What the task requires:
Rewrite the lines of the listing below, starting at the line containing "Task: indicate the tan" and ending at the end of the listing, with "tunic" changed to "robe" and nothing else altered.

##### Listed entries

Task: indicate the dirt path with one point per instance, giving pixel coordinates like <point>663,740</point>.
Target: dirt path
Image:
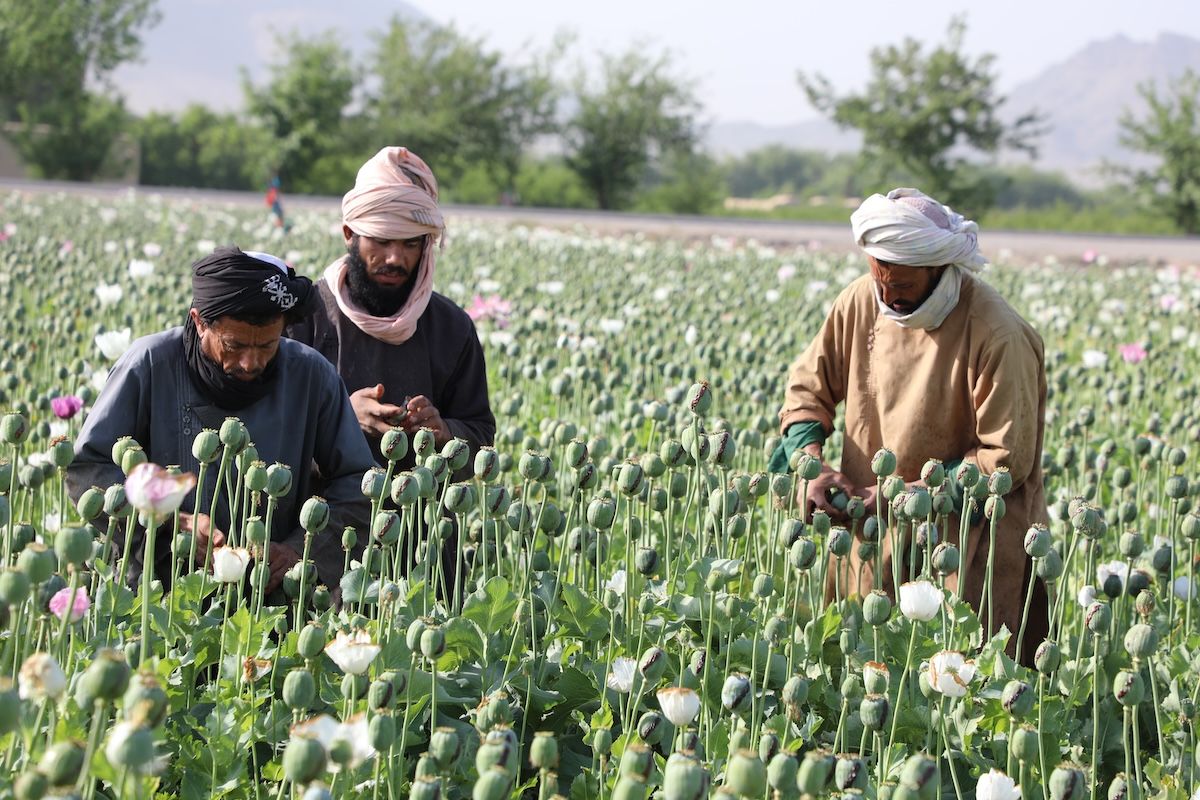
<point>997,245</point>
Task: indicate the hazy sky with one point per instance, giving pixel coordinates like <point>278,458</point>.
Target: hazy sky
<point>743,55</point>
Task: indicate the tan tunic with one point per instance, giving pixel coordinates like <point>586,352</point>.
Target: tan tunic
<point>975,388</point>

##########

Task answer:
Task: indicate the tan robe with one point per instance, giving pixel coordinates like <point>586,352</point>.
Target: tan robe
<point>975,388</point>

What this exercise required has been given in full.